* Data records *
/---

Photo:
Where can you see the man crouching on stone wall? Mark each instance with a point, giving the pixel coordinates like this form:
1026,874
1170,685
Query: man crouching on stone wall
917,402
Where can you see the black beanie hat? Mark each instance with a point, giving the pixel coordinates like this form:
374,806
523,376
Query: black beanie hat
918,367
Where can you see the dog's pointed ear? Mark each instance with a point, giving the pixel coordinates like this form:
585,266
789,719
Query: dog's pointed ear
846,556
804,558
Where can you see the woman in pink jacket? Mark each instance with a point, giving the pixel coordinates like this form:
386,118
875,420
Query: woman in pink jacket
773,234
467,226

\---

Scale the items: reproduce every line from the one containing "Where can you see the woman" through the end of the items, request text included. Multiply only the answer coordinates by 0.6 and round them to whole numbers, halves up. Keep all other numbers unchanged.

* Reply to the exercise *
Where can you see the woman in pink jacket? Mark each instance with a point, giving the pixel coordinates like this form:
386,118
875,420
Query: woman in pink jacket
464,140
280,136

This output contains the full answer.